|Looking Ahead at the Administration’s Healthcare Agenda|
The Next 48 Hours
We’re just 48 hours from the inauguration of Donald Trump and the healthcare landscape is still shifting. From what we can see no one entity is driving the “Repeal & Replace” train, as competing statements in public and private change the course of the conversation on a daily basis.
For example, look no further than the President-elect’s comments to the Washington Post last weekend that he’d implement “insurance for everyone” which back-tracked to a discussion of Medicaid block grants with Axios in an interview Tuesday night that was released this morning.
Trump’s nominee for HHS Secretary, Rep. Tom Price, is in hearings today, but the potential scandal developing over his healthcare-related stock purchases could be a determining factor to his confirmation. Price’s own plan to replace the ACA introduced in the last Congress was hinted as the starting point for the GOP replace plan by some, until Sen. Orrin Hatch indicated that he didn’t see eye to eye with Price’s policies—shifting course again on replace priorities. That plan would have capped the tax exclusion for employer plans at $20,000 for families and $8,000 for individuals.
Sources in the Senate continue to note that Members are coalescing around a tax on benefits in some fashion to help fund the ACA repeal bill, namely the repeal of the Cadillac Tax, which CBO indicated in 2010 would generate $87 billion. The Council continues to adamantly oppose any taxes on employer benefits. Congress should repeal the Cadillac Tax and preserve the tax exclusion for employer provided plans.

____________

-- Instructions for the task --
Continue the passage on the incoming administration's healthcare agenda, starting after its final sentence.

-- Information --
____________

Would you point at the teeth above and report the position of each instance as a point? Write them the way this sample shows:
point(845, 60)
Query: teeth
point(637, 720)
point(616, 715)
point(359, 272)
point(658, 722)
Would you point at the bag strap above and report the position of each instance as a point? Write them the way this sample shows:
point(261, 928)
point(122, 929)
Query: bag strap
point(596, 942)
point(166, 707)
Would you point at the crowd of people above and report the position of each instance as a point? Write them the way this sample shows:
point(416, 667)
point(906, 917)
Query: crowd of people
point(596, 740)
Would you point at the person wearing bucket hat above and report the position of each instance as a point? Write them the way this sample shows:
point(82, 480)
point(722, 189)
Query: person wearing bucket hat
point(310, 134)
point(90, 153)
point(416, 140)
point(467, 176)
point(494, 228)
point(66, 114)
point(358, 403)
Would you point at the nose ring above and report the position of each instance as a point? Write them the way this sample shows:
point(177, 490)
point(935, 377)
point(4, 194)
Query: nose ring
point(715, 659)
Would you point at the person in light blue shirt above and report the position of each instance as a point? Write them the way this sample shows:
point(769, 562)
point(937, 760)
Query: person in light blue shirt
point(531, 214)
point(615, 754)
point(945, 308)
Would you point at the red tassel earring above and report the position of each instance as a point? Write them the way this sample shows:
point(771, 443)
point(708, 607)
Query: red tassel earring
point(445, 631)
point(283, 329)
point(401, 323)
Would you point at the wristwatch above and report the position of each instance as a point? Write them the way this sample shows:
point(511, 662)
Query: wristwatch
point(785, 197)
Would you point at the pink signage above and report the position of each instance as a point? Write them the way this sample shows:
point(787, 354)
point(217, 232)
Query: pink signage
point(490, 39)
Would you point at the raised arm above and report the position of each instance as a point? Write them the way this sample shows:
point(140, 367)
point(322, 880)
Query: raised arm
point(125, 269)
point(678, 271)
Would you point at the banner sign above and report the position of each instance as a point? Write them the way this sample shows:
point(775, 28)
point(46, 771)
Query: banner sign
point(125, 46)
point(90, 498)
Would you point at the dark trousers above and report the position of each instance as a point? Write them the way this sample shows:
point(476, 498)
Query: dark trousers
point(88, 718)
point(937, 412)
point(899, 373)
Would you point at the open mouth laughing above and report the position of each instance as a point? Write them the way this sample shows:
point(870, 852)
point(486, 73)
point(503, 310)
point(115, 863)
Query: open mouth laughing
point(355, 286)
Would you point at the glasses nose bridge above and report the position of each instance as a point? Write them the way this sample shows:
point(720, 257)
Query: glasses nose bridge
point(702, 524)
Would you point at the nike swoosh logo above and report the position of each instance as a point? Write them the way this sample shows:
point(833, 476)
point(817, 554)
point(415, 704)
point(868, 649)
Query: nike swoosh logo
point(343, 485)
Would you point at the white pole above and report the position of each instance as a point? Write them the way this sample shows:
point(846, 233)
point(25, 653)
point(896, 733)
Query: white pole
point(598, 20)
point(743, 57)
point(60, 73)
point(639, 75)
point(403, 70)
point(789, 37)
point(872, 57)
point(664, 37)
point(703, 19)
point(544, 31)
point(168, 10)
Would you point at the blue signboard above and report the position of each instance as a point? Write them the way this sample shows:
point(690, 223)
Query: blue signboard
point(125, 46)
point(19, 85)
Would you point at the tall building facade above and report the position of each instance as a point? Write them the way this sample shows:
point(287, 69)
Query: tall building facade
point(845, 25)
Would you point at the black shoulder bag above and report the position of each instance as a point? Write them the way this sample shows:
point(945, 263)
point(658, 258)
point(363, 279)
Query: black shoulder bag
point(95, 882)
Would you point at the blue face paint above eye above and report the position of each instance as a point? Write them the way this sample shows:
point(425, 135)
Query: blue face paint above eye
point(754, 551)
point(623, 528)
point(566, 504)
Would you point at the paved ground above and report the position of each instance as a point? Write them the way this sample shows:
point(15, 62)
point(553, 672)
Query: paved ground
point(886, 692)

____________

-- Output below --
The notion that $87 billion would have been raised by the Cadillac Tax was based on an assumption that companies would have increased salaries (taxable income) as they decreased benefits. There’s no indication from Fortune 500 companies that this would be the case. We continue to urge Congress to re-score the Cadillac Tax and avoid subjecting the only functional health insurance delivery market to its misguided and self-imposed budgetary constraints.
We’re talking to everyone we can, and what we’re hearing is simple: Hill Republicans want to be team players on replacing the ACA but there’s no defined “team” now, just several competing plans between Speaker Ryan, HHS-Nominee Price, Sen. Hatch and others. The only thing that’s really certain is that repeal looks a lot like last year’s bill, which President Obama vetoed.
Will repeal and replace actually happen at the same time? Which plan will it be? No one really knows yet, and anyone who says they do probably has a particular agenda to push.
Our next signal about what may be coming down the road could come in Friday’s inaugural address, but we’ll keep working to shape the conversation before and after Inauguration Day to protect the employer-provided markets in place.